Material for the task
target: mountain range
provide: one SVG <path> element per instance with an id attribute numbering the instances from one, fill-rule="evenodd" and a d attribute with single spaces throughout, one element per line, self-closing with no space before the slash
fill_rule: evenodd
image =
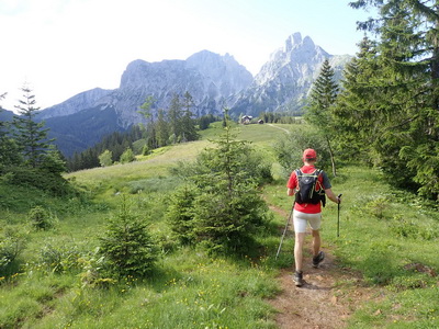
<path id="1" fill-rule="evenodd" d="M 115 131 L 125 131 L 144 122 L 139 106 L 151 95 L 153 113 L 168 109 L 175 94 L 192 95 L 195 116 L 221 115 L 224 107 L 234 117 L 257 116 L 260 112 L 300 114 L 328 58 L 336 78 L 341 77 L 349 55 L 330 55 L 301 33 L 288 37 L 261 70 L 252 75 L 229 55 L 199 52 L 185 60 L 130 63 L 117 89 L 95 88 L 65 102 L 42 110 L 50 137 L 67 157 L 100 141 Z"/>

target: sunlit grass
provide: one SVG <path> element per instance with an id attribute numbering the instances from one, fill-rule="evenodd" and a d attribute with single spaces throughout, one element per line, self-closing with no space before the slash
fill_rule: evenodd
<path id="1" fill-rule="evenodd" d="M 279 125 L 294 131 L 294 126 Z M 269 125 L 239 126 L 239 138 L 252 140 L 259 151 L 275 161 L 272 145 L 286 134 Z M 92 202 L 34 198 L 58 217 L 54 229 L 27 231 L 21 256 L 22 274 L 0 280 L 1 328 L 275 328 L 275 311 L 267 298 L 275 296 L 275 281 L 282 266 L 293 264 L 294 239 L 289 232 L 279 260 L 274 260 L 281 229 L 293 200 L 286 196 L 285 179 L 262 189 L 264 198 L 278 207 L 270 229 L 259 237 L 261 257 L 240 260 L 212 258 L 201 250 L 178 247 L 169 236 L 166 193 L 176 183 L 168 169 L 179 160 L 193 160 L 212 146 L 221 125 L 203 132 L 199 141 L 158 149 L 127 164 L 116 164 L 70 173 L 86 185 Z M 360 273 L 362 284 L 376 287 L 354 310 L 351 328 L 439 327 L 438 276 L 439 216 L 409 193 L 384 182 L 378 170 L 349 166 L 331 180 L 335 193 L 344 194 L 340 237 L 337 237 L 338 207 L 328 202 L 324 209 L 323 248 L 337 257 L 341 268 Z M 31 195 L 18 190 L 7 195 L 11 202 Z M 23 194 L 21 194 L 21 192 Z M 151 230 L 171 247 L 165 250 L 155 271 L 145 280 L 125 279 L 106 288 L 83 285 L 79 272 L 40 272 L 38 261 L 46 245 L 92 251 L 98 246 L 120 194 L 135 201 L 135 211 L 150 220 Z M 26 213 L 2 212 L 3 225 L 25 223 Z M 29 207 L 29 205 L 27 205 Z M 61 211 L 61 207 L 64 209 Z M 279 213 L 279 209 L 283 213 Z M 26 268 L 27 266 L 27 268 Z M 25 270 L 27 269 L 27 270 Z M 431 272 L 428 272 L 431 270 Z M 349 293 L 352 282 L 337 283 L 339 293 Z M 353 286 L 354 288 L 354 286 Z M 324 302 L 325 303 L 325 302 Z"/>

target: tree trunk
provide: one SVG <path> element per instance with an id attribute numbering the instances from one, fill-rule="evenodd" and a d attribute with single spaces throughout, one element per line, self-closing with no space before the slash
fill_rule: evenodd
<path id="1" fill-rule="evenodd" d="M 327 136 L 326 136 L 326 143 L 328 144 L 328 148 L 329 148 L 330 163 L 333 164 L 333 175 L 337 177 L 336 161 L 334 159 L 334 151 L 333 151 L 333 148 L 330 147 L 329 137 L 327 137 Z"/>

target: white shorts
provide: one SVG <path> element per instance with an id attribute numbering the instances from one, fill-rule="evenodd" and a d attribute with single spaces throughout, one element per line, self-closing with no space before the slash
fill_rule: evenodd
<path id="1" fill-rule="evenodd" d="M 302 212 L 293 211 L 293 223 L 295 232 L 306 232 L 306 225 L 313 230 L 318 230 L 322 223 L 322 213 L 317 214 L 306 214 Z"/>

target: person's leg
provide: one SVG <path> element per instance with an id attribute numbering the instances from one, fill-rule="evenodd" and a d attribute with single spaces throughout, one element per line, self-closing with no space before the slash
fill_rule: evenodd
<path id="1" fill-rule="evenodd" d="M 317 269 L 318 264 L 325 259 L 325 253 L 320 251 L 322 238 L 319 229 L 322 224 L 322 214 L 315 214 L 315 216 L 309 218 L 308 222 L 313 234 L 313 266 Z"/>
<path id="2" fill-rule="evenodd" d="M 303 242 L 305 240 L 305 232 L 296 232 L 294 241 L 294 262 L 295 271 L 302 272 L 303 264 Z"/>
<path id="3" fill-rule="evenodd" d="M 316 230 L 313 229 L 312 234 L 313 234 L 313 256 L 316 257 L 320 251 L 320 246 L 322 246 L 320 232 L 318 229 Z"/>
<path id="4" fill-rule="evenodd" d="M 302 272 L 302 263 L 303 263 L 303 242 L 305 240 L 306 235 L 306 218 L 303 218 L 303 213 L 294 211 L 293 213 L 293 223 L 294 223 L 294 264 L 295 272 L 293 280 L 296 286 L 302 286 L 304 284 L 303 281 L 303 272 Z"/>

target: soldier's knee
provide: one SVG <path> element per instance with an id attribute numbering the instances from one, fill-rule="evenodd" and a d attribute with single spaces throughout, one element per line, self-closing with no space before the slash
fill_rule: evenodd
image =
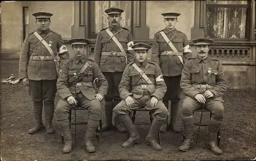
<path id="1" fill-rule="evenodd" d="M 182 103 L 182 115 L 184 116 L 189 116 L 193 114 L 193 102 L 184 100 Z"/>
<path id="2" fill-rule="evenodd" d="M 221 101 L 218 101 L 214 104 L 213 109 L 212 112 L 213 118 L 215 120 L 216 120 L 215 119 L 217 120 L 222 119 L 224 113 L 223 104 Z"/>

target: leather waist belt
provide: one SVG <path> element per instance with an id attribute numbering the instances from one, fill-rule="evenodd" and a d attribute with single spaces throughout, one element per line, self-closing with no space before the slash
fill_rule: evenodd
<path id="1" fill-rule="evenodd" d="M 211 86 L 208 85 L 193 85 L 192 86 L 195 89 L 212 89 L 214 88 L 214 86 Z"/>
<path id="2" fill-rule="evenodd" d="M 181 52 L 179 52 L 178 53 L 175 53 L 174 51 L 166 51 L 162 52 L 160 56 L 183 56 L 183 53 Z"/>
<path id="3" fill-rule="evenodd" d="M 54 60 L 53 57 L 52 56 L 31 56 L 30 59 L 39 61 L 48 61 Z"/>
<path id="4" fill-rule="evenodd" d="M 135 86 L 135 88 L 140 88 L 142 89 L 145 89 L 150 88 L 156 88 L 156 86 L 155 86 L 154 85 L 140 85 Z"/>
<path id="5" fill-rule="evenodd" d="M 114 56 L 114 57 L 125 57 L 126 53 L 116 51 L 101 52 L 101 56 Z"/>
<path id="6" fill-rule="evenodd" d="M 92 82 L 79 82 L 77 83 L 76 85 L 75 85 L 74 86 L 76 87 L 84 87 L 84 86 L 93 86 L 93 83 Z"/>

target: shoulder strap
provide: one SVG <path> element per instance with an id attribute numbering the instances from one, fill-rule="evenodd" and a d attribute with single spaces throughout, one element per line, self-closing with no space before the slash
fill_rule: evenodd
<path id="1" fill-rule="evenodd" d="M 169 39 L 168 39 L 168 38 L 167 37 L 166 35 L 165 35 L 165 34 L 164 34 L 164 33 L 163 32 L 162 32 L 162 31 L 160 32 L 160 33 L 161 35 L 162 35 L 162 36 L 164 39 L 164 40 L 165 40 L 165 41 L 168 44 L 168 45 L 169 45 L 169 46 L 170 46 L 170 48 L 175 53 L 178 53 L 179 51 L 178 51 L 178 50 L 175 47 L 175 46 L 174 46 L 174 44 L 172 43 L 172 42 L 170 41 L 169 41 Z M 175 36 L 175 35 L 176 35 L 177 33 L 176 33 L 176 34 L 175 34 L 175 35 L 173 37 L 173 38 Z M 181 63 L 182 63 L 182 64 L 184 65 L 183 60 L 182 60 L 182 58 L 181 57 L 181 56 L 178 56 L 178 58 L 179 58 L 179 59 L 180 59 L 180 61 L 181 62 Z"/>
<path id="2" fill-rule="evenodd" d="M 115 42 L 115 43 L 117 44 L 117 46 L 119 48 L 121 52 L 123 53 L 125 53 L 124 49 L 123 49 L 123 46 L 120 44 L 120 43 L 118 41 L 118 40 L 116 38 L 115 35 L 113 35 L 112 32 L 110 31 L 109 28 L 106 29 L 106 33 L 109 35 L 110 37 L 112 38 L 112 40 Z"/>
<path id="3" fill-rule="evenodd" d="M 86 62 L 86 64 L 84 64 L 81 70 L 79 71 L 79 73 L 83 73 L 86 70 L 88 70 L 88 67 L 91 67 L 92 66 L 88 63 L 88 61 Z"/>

Set task
Rename "shoulder strap" to "bag strap" in the lines from the one with "target: shoulder strap" up to and including the last line of the material. Return only those lines, otherwise unchanged.

Result below
target: bag strap
provide: one SVG <path> element per instance with an id attribute numbering the instances from one, fill-rule="evenodd" and a d attribute with single spaces throughout, one element per line, self-closing with no space before the slash
fill_rule: evenodd
<path id="1" fill-rule="evenodd" d="M 169 39 L 168 39 L 168 38 L 167 37 L 166 35 L 165 35 L 165 34 L 164 34 L 164 33 L 163 32 L 162 32 L 162 31 L 160 32 L 160 33 L 161 35 L 162 35 L 162 36 L 164 39 L 164 40 L 165 40 L 165 41 L 168 44 L 168 45 L 169 45 L 169 46 L 170 46 L 170 48 L 175 53 L 178 53 L 179 51 L 178 51 L 178 50 L 175 47 L 175 46 L 174 46 L 174 44 L 172 43 L 172 42 L 170 41 L 169 41 Z M 175 36 L 175 35 L 176 35 L 177 33 L 176 33 L 176 34 L 175 34 L 175 35 L 173 37 L 173 38 Z M 181 63 L 182 63 L 182 64 L 184 65 L 183 60 L 182 60 L 182 58 L 181 57 L 181 56 L 178 56 L 178 58 L 179 58 L 179 59 L 180 59 L 180 61 L 181 62 Z"/>
<path id="2" fill-rule="evenodd" d="M 115 42 L 115 43 L 117 44 L 117 46 L 119 48 L 121 52 L 123 53 L 125 53 L 124 49 L 123 49 L 123 46 L 120 44 L 120 43 L 118 41 L 118 40 L 116 38 L 115 35 L 113 35 L 112 32 L 110 31 L 109 28 L 106 29 L 106 33 L 109 35 L 110 37 L 112 38 L 112 40 Z"/>
<path id="3" fill-rule="evenodd" d="M 86 62 L 86 64 L 84 64 L 81 70 L 79 71 L 79 73 L 83 73 L 86 70 L 88 70 L 88 67 L 91 67 L 92 66 L 88 63 L 88 61 Z"/>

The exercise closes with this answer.